=== Consigne A ===
Comptez les lignes qui contiennent le mot « pedestrian » et donnez seulement ce nombre.

=== Extrait fourni ===
_ _ _

Avec plus de mille morts, Lattaquié, théâtre du pire massacre de civils depuis la chute de Bachar

Tout a commencé, officiellement du moins, comme une « simple » opération de police : après des attaques contre des membres des services de sécurité, en début de semaine, les autorités ont lancé un vaste « ratissage » de Lattaquié, sur la côte méditerranéenne. Mais très vite les choses ont « dérapé ». Dimanche soir, 9 mars, diverses sources faisaient état d’au moins 1000 morts, dont plusieurs centaines de civils, appartenant très majoritairement à la minorité alaouite d’où sont issus le clan de l’ancien président syrien el-Assad et les principaux responsables de l’ancien régime. « Bavure » massive ? Règlement de comptes débouchant sur un début de « nettoyage ethnique » ? La réaction des autorités syriennes devra être scrutée de près dans les jours à venir. Pour Ahmed al-Sharaa, nouveau maître de Damas, qui a tout fait depuis trois mois pour se présenter comme un « modéré », c’est l’heure de vérité.
Les dépêches d’agence de presse étaient passées presque inaperçues, en début de semaine : mercredi, on apprenait que les forces de sécurité syriennes ratissaient la ville de Lattaquié, dans le nord-ouest du pays, pour rechercher d’anciens membres des forces de l’ancien président Bachar el-Assad, suspectés d’avoir tués deux membres du ministère de la Défense dans le quartier de Datour.

_ _ _

=== Ensemble de lignes ===

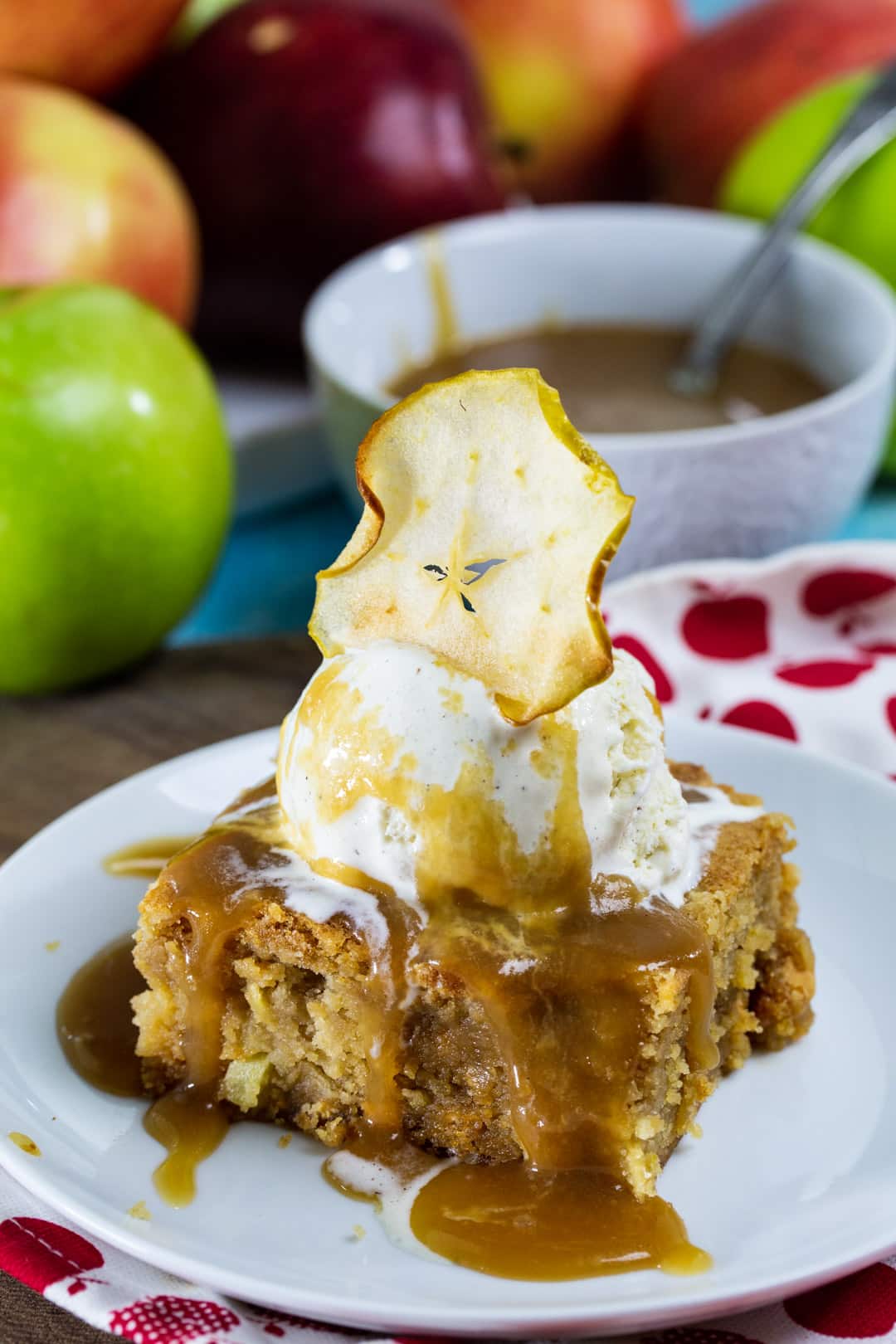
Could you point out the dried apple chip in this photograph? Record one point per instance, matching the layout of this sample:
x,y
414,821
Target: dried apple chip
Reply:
x,y
486,531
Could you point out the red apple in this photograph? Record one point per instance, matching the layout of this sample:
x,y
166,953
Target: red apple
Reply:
x,y
561,81
707,100
88,45
308,130
86,197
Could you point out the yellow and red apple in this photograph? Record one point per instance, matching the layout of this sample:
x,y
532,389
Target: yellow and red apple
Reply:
x,y
711,95
88,45
84,195
561,80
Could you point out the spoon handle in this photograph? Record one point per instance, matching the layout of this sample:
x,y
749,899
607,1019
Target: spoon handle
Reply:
x,y
868,128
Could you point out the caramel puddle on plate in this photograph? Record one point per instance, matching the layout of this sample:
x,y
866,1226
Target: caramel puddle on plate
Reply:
x,y
514,1222
26,1144
95,1020
147,858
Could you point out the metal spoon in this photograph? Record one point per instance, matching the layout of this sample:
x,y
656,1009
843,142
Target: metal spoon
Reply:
x,y
865,129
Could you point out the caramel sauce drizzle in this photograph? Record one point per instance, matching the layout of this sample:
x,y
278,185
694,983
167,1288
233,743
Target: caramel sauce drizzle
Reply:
x,y
558,962
555,960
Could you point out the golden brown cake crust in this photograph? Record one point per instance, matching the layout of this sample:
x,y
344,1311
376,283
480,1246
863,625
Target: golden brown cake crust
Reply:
x,y
293,1049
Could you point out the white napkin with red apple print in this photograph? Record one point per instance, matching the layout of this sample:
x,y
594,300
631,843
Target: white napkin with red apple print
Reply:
x,y
802,645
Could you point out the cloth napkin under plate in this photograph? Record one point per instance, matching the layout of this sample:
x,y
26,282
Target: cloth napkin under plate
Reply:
x,y
801,645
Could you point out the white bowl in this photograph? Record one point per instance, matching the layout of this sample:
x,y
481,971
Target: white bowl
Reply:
x,y
739,489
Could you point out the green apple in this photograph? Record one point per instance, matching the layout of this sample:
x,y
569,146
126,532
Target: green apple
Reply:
x,y
116,483
197,17
859,217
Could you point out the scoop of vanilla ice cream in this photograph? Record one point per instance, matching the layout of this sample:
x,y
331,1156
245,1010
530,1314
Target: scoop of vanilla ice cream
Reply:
x,y
382,732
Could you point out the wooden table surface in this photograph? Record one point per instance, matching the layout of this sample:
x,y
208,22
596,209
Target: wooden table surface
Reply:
x,y
56,752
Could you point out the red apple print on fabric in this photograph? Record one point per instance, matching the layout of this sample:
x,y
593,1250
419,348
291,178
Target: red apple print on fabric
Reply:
x,y
171,1320
835,589
696,1335
39,1254
860,1307
730,628
645,657
824,674
762,717
278,1326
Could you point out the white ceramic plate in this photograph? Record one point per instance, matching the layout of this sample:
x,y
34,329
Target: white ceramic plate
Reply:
x,y
793,1183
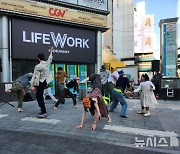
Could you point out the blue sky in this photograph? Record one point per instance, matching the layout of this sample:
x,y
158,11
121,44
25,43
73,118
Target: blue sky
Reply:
x,y
162,9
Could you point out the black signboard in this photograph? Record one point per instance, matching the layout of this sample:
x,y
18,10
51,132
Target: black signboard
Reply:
x,y
71,44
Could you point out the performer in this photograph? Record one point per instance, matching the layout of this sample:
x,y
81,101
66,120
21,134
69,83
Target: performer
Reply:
x,y
19,86
94,103
72,84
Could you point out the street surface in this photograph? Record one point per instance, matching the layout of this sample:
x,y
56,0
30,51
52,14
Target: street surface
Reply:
x,y
24,133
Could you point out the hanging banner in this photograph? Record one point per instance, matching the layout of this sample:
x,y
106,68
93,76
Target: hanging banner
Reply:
x,y
52,83
170,50
82,74
70,44
38,9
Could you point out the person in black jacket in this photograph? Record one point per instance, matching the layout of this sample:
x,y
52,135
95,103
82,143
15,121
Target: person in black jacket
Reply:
x,y
71,84
118,91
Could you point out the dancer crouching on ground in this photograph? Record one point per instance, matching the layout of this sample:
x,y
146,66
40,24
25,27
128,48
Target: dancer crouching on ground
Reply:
x,y
71,84
147,97
94,102
41,78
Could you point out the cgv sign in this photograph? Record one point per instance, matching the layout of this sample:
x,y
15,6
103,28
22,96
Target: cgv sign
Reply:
x,y
57,12
58,40
70,44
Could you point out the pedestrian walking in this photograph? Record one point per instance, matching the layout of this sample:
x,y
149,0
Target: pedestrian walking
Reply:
x,y
61,80
71,84
111,83
19,86
157,83
41,78
47,91
94,103
118,96
104,73
147,97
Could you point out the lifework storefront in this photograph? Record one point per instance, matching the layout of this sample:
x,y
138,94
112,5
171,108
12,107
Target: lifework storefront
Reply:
x,y
29,28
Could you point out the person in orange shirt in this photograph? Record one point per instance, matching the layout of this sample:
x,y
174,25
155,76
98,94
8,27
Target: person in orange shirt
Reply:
x,y
61,79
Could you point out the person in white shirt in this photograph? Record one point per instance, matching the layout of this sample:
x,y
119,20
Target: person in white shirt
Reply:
x,y
147,97
104,73
41,78
48,91
111,82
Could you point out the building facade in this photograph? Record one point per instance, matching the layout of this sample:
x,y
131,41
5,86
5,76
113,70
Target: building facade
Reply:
x,y
73,27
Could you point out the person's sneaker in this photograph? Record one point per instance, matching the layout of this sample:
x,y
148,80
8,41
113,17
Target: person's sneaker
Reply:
x,y
124,116
141,112
55,108
44,115
20,110
75,106
147,114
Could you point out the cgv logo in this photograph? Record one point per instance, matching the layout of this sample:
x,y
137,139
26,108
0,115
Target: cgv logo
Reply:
x,y
57,12
58,40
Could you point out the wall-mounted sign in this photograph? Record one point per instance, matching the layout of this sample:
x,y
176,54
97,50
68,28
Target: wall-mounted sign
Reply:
x,y
95,4
38,9
170,50
70,44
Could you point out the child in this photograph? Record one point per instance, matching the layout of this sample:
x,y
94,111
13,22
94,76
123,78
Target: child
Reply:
x,y
94,103
147,97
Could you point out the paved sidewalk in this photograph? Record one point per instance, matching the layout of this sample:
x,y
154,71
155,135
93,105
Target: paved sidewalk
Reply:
x,y
156,132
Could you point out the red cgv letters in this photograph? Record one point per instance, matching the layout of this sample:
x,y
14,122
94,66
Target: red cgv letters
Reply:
x,y
57,12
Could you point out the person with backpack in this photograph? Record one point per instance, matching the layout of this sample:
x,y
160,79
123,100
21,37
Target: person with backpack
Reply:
x,y
94,103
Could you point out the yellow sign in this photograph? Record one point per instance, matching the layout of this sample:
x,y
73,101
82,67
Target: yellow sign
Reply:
x,y
43,10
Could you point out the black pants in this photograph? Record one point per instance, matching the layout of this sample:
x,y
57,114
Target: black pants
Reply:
x,y
39,95
62,100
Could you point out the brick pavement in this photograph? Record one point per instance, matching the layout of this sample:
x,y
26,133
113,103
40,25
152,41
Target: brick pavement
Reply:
x,y
165,117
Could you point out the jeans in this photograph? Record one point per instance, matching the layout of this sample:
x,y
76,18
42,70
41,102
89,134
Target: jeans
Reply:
x,y
105,91
39,95
62,100
18,88
118,97
110,87
48,91
60,88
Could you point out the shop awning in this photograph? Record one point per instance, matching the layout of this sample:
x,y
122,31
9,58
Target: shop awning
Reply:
x,y
109,58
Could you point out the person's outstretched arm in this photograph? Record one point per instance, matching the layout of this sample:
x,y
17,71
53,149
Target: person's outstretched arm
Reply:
x,y
84,81
82,119
50,55
98,114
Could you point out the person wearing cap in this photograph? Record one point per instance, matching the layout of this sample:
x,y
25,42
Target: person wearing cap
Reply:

_ _ _

=== Consigne B ===
Retapez intégralement, s'il vous plaît, l'extrait fourni ci-dessus sur le massacre de Lattaquié.

=== Réponse correcte A ===
2

=== Réponse correcte B ===
Avec plus de mille morts, Lattaquié, théâtre du pire massacre de civils depuis la chute de Bachar

Tout a commencé, officiellement du moins, comme une « simple » opération de police : après des attaques contre des membres des services de sécurité, en début de semaine, les autorités ont lancé un vaste « ratissage » de Lattaquié, sur la côte méditerranéenne. Mais très vite les choses ont « dérapé ». Dimanche soir, 9 mars, diverses sources faisaient état d’au moins 1000 morts, dont plusieurs centaines de civils, appartenant très majoritairement à la minorité alaouite d’où sont issus le clan de l’ancien président syrien el-Assad et les principaux responsables de l’ancien régime. « Bavure » massive ? Règlement de comptes débouchant sur un début de « nettoyage ethnique » ? La réaction des autorités syriennes devra être scrutée de près dans les jours à venir. Pour Ahmed al-Sharaa, nouveau maître de Damas, qui a tout fait depuis trois mois pour se présenter comme un « modéré », c’est l’heure de vérité.
Les dépêches d’agence de presse étaient passées presque inaperçues, en début de semaine : mercredi, on apprenait que les forces de sécurité syriennes ratissaient la ville de Lattaquié, dans le nord-ouest du pays, pour rechercher d’anciens membres des forces de l’ancien président Bachar el-Assad, suspectés d’avoir tués deux membres du ministère de la Défense dans le quartier de Datour.